When two or more mental illnesses occur together, it’s known as a dual diagnosis. It’s not uncommon for people with substance use disorder to be diagnosed with depression, and vice versa. Substance use disorder can worsen symptoms of depression, and signs of depression can make a substance use disorder worse. Getting out of the cycle requires treatment for depression and addiction.

Depression and Substance Abuse Statistics

Burning Tree Ranch Offers the Best Long Term Dual Diagnosis Treatment for the Chronic Relapser

Symptoms of Depression and Substance Abuse that Overlap

Many of the symptoms of depression and substance use disorder overlap. These include the following:

  • Lack of interest in things that once brought you pleasure
  • Social isolation
  • Giving up hobbies and other activities
  • Poor performance at school or a job
  • Interpersonal problems
  • Mood swings
  • Apathy
  • Poor concentration and memory
  • Trouble sleeping
  • Irritability
  • Weight and appetite changes

One of the reasons that symptoms of depression and addiction are often similar is that both mental illnesses involve changes in brain chemicals. When the neurotransmitters that affect your mood, such as serotonin and dopamine, are unbalanced, you may experience a low mood and seek out substances to help you feel better.

If you treat substance use disorder without addressing the depression, your symptoms may remain. That’s not necessarily an indicator that the addiction treatment has failed. It may be a sign that you have depression or another mental health disorder and need to enter a dual diagnosis treatment program.

Does One Mental Illness Cause the Other?

Because depression and substance abuse are so intricately linked, it’s difficult to say whether one causes the other. However, there are several theories that explain why the relationship between depression and addiction is so strong.

The Self-Medication Theory

Individuals may use substances to diminish symptoms of existing depression. Initially, using drugs might hide or diminish the adverse emotional states. Over time, however, the pharmacological effects of substances can worsen symptoms of depression.

If you rely on drugs to improve your mood, your body will try to regulate itself back to homeostasis. This often results in a drop in feel-good chemicals and a dependence on the substance. With reduced levels of neurotransmitters that help you regulate your mood, you might feel depressive symptoms whether or not you’re intoxicated. The effects of the drugs also lessen over time, making it difficult for you to get out of your depression.

**DATA SEGMENT:**

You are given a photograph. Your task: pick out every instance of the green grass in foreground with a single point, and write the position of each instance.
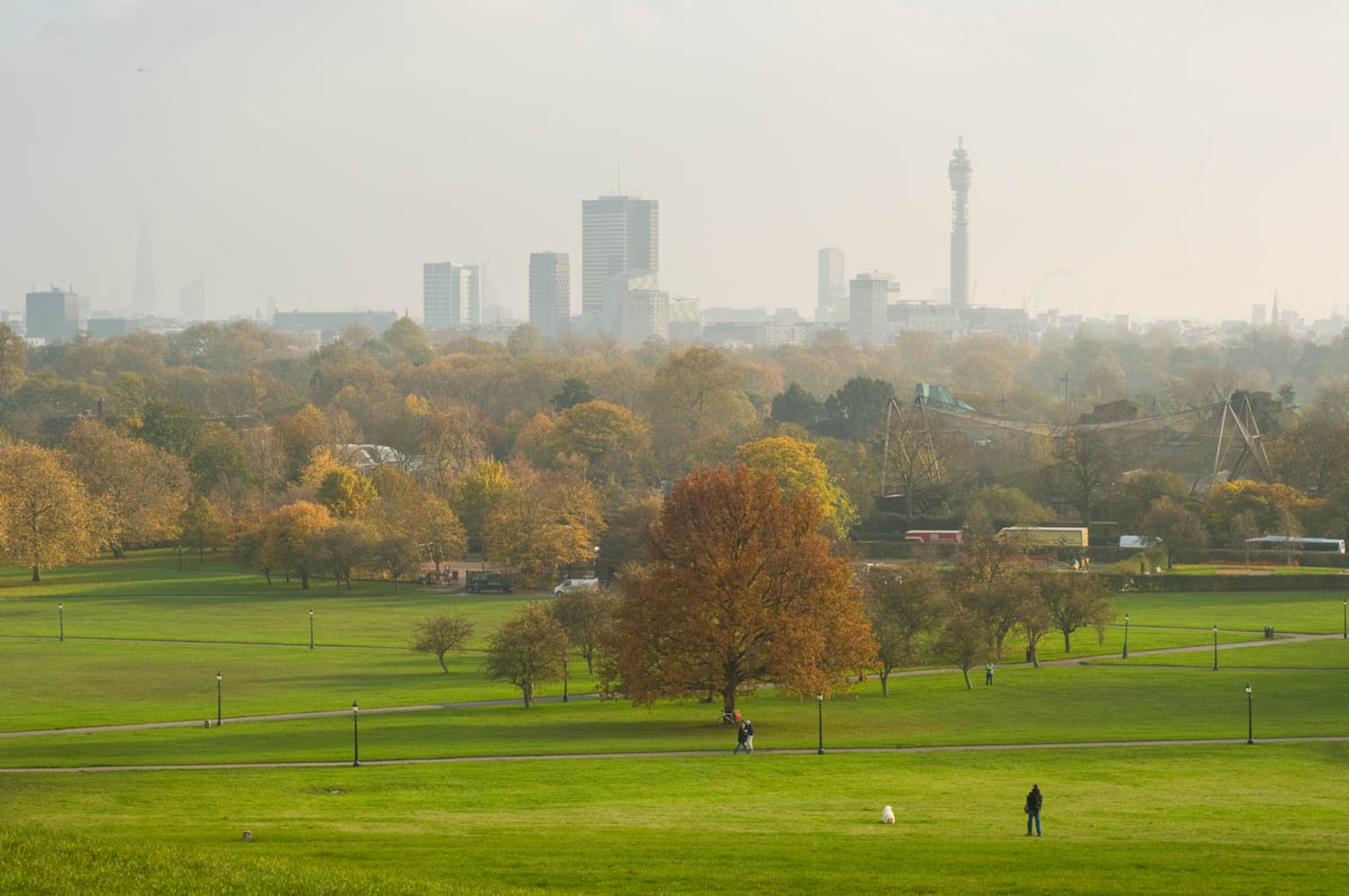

**ABOUT THIS EXERCISE:** Copy out the entire text on depression and substance use disorder word for word.

**TASK RESULT:**
When two or more mental illnesses occur together, it’s known as a dual diagnosis. It’s not uncommon for people with substance use disorder to be diagnosed with depression, and vice versa. Substance use disorder can worsen symptoms of depression, and signs of depression can make a substance use disorder worse. Getting out of the cycle requires treatment for depression and addiction.

Depression and Substance Abuse Statistics

Burning Tree Ranch Offers the Best Long Term Dual Diagnosis Treatment for the Chronic Relapser

Symptoms of Depression and Substance Abuse that Overlap

Many of the symptoms of depression and substance use disorder overlap. These include the following:

  • Lack of interest in things that once brought you pleasure
  • Social isolation
  • Giving up hobbies and other activities
  • Poor performance at school or a job
  • Interpersonal problems
  • Mood swings
  • Apathy
  • Poor concentration and memory
  • Trouble sleeping
  • Irritability
  • Weight and appetite changes

One of the reasons that symptoms of depression and addiction are often similar is that both mental illnesses involve changes in brain chemicals. When the neurotransmitters that affect your mood, such as serotonin and dopamine, are unbalanced, you may experience a low mood and seek out substances to help you feel better.

If you treat substance use disorder without addressing the depression, your symptoms may remain. That’s not necessarily an indicator that the addiction treatment has failed. It may be a sign that you have depression or another mental health disorder and need to enter a dual diagnosis treatment program.

Does One Mental Illness Cause the Other?

Because depression and substance abuse are so intricately linked, it’s difficult to say whether one causes the other. However, there are several theories that explain why the relationship between depression and addiction is so strong.

The Self-Medication Theory

Individuals may use substances to diminish symptoms of existing depression. Initially, using drugs might hide or diminish the adverse emotional states. Over time, however, the pharmacological effects of substances can worsen symptoms of depression.

If you rely on drugs to improve your mood, your body will try to regulate itself back to homeostasis. This often results in a drop in feel-good chemicals and a dependence on the substance. With reduced levels of neurotransmitters that help you regulate your mood, you might feel depressive symptoms whether or not you’re intoxicated. The effects of the drugs also lessen over time, making it difficult for you to get out of your depression.